NY 85A begins at an intersection with NY 85 in the hamlet of New Salem, located in the northwestern portion of the town of New Scotland. It heads northward from the site of the Punkintown Fair as New Salem Road, leaving New Salem for slightly more open areas north of the hamlet. Development along the route remains high, however, as the two-lane road passes by several residential street and serves Clayton A. Bouton High School. About 1/2 mi north of New Salem, the route makes a sharp turn to the east, running by another line of homes on its way into the village of Voorheesville. Inside the village, NY 85A becomes known as Helderberg Parkway.
┄┄┄┄┄┄
■ WHAT YOU HAVE TO DO:
Translate this sentence from the passage on NY 85A into Spanish: "Inside the village, NY 85A becomes known as Helderberg Parkway."

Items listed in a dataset
┄┄┄┄┄┄
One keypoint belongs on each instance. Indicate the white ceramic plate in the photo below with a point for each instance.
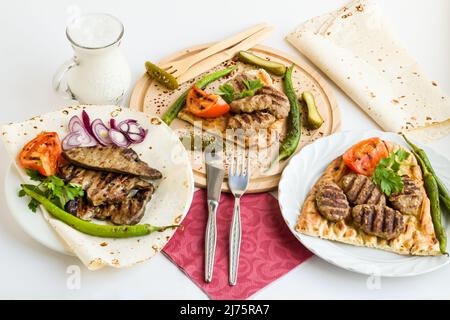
(169, 204)
(299, 177)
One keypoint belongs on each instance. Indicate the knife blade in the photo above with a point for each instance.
(214, 176)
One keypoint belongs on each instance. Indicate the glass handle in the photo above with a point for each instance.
(59, 79)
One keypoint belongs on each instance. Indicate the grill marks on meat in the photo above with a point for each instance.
(129, 211)
(103, 187)
(361, 190)
(111, 159)
(332, 202)
(265, 99)
(251, 121)
(381, 221)
(410, 199)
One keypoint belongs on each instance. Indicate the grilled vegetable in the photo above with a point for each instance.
(163, 77)
(96, 230)
(432, 190)
(205, 105)
(443, 192)
(314, 119)
(276, 68)
(42, 153)
(173, 110)
(364, 156)
(290, 143)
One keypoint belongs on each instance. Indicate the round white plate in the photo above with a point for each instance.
(161, 149)
(299, 177)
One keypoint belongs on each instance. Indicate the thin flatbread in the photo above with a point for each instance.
(418, 239)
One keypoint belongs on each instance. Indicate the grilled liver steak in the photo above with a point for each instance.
(381, 221)
(332, 202)
(361, 190)
(265, 99)
(103, 187)
(251, 121)
(111, 159)
(129, 211)
(410, 199)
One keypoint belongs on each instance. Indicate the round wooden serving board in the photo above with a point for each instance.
(149, 97)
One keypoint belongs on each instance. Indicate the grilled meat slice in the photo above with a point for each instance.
(410, 199)
(381, 221)
(361, 190)
(332, 202)
(265, 99)
(127, 212)
(103, 187)
(251, 121)
(111, 159)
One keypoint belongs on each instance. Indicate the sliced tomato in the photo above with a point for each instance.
(364, 156)
(205, 105)
(42, 153)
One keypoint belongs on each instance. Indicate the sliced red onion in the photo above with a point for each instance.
(75, 124)
(118, 138)
(101, 132)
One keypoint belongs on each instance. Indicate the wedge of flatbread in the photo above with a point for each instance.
(417, 239)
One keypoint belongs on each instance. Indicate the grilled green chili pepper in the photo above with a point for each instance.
(290, 143)
(432, 190)
(275, 68)
(173, 110)
(93, 229)
(443, 192)
(163, 77)
(314, 119)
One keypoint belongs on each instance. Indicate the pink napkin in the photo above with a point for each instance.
(268, 249)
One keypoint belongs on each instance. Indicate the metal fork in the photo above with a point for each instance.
(238, 183)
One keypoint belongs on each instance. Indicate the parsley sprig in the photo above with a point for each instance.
(386, 172)
(52, 187)
(229, 94)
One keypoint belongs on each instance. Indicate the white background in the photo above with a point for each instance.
(33, 45)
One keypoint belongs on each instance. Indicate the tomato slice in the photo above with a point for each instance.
(364, 156)
(205, 105)
(42, 153)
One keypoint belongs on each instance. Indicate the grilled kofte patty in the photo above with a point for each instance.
(332, 202)
(381, 221)
(103, 187)
(361, 190)
(111, 159)
(410, 199)
(129, 211)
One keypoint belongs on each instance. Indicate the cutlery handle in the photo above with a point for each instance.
(235, 242)
(210, 240)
┄┄┄┄┄┄
■ RESPONSE AREA:
Dentro del pueblo, la NY 85A pasa a conocerse como Helderberg Parkway.